Description of the task
Please give the entries below as a Markdown table with the columns "No." and "Text," one numbered row per line, with blank lines skipped. Leave the pictures out of the table.

Data records
+ + + + +
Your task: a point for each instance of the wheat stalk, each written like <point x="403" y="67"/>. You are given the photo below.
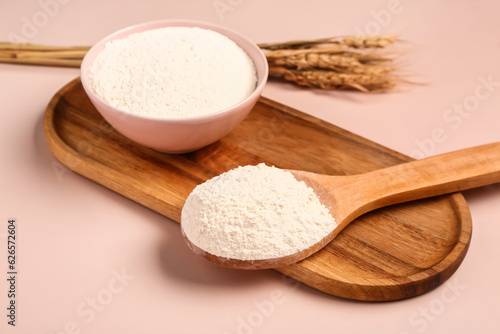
<point x="350" y="62"/>
<point x="335" y="63"/>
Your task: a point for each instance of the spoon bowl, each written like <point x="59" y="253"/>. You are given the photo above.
<point x="348" y="197"/>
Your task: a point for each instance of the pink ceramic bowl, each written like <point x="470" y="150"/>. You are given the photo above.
<point x="177" y="135"/>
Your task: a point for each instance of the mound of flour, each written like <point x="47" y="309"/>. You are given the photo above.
<point x="255" y="213"/>
<point x="173" y="72"/>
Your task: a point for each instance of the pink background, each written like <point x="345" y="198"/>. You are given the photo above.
<point x="92" y="261"/>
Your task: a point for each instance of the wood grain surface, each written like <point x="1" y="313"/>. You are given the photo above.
<point x="392" y="253"/>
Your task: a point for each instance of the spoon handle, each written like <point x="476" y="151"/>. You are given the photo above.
<point x="441" y="174"/>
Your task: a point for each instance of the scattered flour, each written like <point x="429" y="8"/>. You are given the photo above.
<point x="173" y="72"/>
<point x="255" y="213"/>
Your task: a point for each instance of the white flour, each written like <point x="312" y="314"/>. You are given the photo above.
<point x="173" y="72"/>
<point x="255" y="213"/>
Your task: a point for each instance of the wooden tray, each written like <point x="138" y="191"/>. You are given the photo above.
<point x="392" y="253"/>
+ + + + +
Exercise solution
| No. | Text |
|---|---|
| 1 | Your task: a point for each instance of the wheat stalk, each written like <point x="403" y="67"/>. You are given the photo below. |
| 2 | <point x="350" y="62"/> |
| 3 | <point x="335" y="63"/> |
| 4 | Your task: a point for each instance of the spoon bowl, each written like <point x="59" y="253"/>. You are given the photo above. |
| 5 | <point x="348" y="197"/> |
| 6 | Your task: a point for each instance of the pink ceramic bowl, each written like <point x="470" y="150"/>. You are given the photo above. |
| 7 | <point x="177" y="135"/> |
| 8 | Your task: a point for each instance of the mound of flour, each written like <point x="47" y="309"/>. You are given the photo above. |
| 9 | <point x="255" y="213"/> |
| 10 | <point x="173" y="72"/> |
| 11 | Your task: a point for each instance of the pink background, each written like <point x="345" y="198"/>. You are given the photo above. |
| 12 | <point x="92" y="261"/> |
| 13 | Your task: a point for each instance of the wood grain surface, each written like <point x="1" y="313"/>. You are given the photo above. |
| 14 | <point x="392" y="253"/> |
| 15 | Your task: a point for each instance of the spoon handle, each written like <point x="476" y="151"/>. You are given the photo above. |
| 16 | <point x="441" y="174"/> |
| 17 | Your task: a point for each instance of the scattered flour, each written like <point x="429" y="8"/>. You are given the photo above. |
| 18 | <point x="173" y="72"/> |
| 19 | <point x="255" y="213"/> |
| 20 | Your task: a point for each instance of the white flour, each written like <point x="312" y="314"/>. You are given the photo above. |
| 21 | <point x="173" y="72"/> |
| 22 | <point x="255" y="213"/> |
| 23 | Your task: a point for each instance of the wooden tray, each written like <point x="138" y="191"/>. You are given the photo above. |
| 24 | <point x="392" y="253"/> |